What to work on
With the pictures removed, set down all of the entries below exactly.

══════

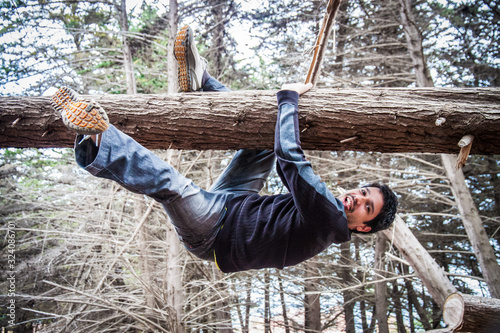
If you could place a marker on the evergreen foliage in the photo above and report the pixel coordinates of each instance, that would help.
(79, 270)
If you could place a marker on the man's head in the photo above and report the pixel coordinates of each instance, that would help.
(370, 208)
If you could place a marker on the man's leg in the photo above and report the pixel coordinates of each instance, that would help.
(192, 68)
(194, 212)
(248, 170)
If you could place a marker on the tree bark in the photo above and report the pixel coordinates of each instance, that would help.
(128, 63)
(426, 268)
(173, 21)
(348, 294)
(464, 313)
(382, 119)
(381, 287)
(312, 305)
(473, 225)
(174, 267)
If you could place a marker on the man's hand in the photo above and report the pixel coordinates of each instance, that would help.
(298, 87)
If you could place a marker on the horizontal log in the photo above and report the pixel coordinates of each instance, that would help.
(381, 119)
(466, 313)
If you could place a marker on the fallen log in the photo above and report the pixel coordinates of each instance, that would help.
(382, 119)
(465, 313)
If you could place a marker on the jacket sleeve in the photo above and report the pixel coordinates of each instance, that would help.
(311, 196)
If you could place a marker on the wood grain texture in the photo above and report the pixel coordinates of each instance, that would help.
(382, 119)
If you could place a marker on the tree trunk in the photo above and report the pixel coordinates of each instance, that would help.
(426, 268)
(128, 64)
(173, 21)
(473, 225)
(381, 287)
(464, 313)
(414, 43)
(267, 302)
(312, 306)
(348, 294)
(173, 280)
(283, 304)
(382, 119)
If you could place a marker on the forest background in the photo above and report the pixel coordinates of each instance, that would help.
(82, 264)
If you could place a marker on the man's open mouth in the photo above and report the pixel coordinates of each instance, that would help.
(349, 203)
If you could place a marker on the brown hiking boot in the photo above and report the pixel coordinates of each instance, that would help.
(191, 65)
(79, 115)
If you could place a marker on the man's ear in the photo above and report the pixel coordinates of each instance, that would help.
(363, 228)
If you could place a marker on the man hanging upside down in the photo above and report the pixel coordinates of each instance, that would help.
(231, 223)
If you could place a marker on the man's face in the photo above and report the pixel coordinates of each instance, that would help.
(362, 205)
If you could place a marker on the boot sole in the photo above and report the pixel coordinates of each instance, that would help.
(80, 116)
(181, 55)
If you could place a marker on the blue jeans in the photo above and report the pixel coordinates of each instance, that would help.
(196, 214)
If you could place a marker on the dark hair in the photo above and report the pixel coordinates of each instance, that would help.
(388, 212)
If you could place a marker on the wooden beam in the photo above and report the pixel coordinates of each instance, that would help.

══════

Exercise output
If you could place a marker on the evergreen foliage in the photo above and report the pixel coordinates of each instance, that would help.
(79, 270)
If you could place a marker on the man's head in the photo above and report the pixel coordinates of each instance, that would help.
(370, 208)
If you could place a marker on the man's leg in the photo above and report the pixel coordinates of each instance, that would help.
(192, 68)
(194, 212)
(248, 170)
If you could place a marker on the tree bark in the photo above and report the pixel coordinates of each instance, that would help.
(128, 63)
(426, 268)
(173, 21)
(348, 294)
(464, 313)
(382, 119)
(381, 287)
(312, 305)
(473, 225)
(174, 267)
If you could place a marker on the man's hand in the photo above and report the pixel coordinates of each instance, that would help.
(298, 87)
If you could place a marker on the horizontal log in the photo above and report the pixel coordinates of each instance, that would help.
(381, 119)
(466, 313)
If you could place a marker on the fallen log in the photo above and report the pixel coordinates of each instance, that would help.
(382, 119)
(465, 313)
If you could place a marker on the jacket sleeve in the photo above and report the pixel coordinates of each instance, that would help.
(311, 196)
If you could place a marker on the wood grain texture in the photo above and report the pixel coordinates of each instance, that would help.
(382, 119)
If you could place a marker on the tree trunk in the photo above and report the pixel coordinates of each instance, that would help.
(426, 268)
(128, 64)
(173, 21)
(473, 225)
(381, 287)
(464, 313)
(414, 43)
(267, 302)
(312, 306)
(348, 294)
(173, 280)
(283, 304)
(382, 119)
If you could place a marker on the forest background in the photo above and report the pixel coordinates of each instance, that would help.
(82, 264)
If you could place a marker on the man's open mouth in the photo above and report the pixel coordinates of each instance, that would help.
(349, 203)
If you could place a marker on the brown hiking boot in the photo above and report the pixel coordinates of each instance, that would help.
(191, 65)
(79, 115)
If you could place a marker on the man's ear in the photo above and report the pixel coordinates of each instance, that would help.
(363, 228)
If you could place a marker on the man hanging upside down in the photo above and report the pixel coordinates of each instance, that would help.
(231, 223)
If you could place a marker on the man's face in the photo above and report the pixel coordinates of each instance, that would help.
(362, 205)
If you could place a marker on the boot sole in the photo above and report the pixel coordinates of each instance, that would help.
(80, 116)
(181, 55)
If you could place a marker on the blue jeans in the photo above and report the pixel coordinates of each instance, that would help.
(196, 214)
If you could place a marker on the dark hair in the photo above and report the pixel coordinates of each instance, that would help.
(388, 212)
If you could place a marker on the wooden beam in the photo above and report the pixel coordinates of each instance, that would help.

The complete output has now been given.